- [What this task involves]: Copy out the entire listing precisely.

- [Task data]:
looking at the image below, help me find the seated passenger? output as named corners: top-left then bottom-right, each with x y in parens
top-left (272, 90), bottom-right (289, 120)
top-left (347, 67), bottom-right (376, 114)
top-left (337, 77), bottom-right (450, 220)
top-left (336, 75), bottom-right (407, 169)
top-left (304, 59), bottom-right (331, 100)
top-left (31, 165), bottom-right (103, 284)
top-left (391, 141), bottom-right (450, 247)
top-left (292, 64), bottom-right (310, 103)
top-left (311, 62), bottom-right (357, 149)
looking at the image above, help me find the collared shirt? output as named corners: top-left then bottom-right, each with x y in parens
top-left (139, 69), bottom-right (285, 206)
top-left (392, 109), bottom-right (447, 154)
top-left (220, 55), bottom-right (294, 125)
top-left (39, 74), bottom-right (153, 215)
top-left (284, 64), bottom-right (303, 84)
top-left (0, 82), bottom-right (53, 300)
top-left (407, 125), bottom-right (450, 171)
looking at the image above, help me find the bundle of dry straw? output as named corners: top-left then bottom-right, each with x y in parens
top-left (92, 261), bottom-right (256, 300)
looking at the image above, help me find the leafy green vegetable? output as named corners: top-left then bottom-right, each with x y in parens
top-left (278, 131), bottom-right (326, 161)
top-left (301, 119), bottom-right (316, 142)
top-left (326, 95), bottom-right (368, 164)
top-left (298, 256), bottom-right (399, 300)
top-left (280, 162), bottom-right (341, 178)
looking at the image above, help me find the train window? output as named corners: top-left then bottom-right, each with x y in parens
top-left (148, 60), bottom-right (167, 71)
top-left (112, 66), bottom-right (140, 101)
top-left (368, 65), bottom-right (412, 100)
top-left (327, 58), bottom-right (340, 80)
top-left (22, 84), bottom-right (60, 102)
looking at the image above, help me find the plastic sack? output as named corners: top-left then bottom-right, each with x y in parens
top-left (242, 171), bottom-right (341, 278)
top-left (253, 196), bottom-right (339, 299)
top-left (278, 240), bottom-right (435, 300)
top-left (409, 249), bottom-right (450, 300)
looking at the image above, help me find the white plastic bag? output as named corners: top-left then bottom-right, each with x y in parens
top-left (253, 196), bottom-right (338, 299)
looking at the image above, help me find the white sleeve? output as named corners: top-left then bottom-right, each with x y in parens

- [Task result]:
looking at the image below, help me find the seated passenger? output as named corners: top-left then bottom-right, each with x y in parens
top-left (272, 90), bottom-right (289, 120)
top-left (347, 67), bottom-right (376, 114)
top-left (337, 77), bottom-right (450, 220)
top-left (336, 75), bottom-right (407, 169)
top-left (304, 59), bottom-right (331, 100)
top-left (31, 165), bottom-right (103, 284)
top-left (391, 141), bottom-right (450, 247)
top-left (292, 64), bottom-right (310, 103)
top-left (311, 62), bottom-right (357, 149)
looking at the image above, help me find the collared shirt? output as named corners: top-left then bottom-right, each with x y in parens
top-left (139, 69), bottom-right (285, 206)
top-left (392, 109), bottom-right (447, 154)
top-left (220, 55), bottom-right (294, 125)
top-left (39, 74), bottom-right (153, 215)
top-left (284, 64), bottom-right (303, 84)
top-left (0, 82), bottom-right (53, 300)
top-left (407, 125), bottom-right (450, 171)
looking at the image above, help me find the bundle of dry straw? output as named corners: top-left then bottom-right, each with x y in parens
top-left (92, 261), bottom-right (256, 300)
looking at the image above, help me find the leafy green vegetable? output as named corners: top-left then bottom-right, each with x y in parens
top-left (278, 131), bottom-right (326, 161)
top-left (301, 119), bottom-right (316, 142)
top-left (326, 95), bottom-right (368, 164)
top-left (298, 256), bottom-right (399, 300)
top-left (280, 162), bottom-right (341, 178)
looking at the image above, help me find the train window? output as named corners: top-left then bottom-right, each with x y in parens
top-left (148, 60), bottom-right (167, 71)
top-left (112, 66), bottom-right (140, 101)
top-left (368, 65), bottom-right (412, 100)
top-left (327, 58), bottom-right (340, 80)
top-left (22, 84), bottom-right (60, 102)
looking at the image above, help me find the plastic sack? output as named corners: top-left then bottom-right, each with x y in parens
top-left (242, 171), bottom-right (341, 278)
top-left (253, 196), bottom-right (339, 299)
top-left (278, 240), bottom-right (435, 300)
top-left (409, 249), bottom-right (450, 300)
looking at the image above, help me find the white plastic bag? output as named corners: top-left then bottom-right, each with x y in parens
top-left (253, 196), bottom-right (338, 299)
looking at the image above, help me find the white sleeve? output as named corners: top-left then bottom-right, each with x y in parens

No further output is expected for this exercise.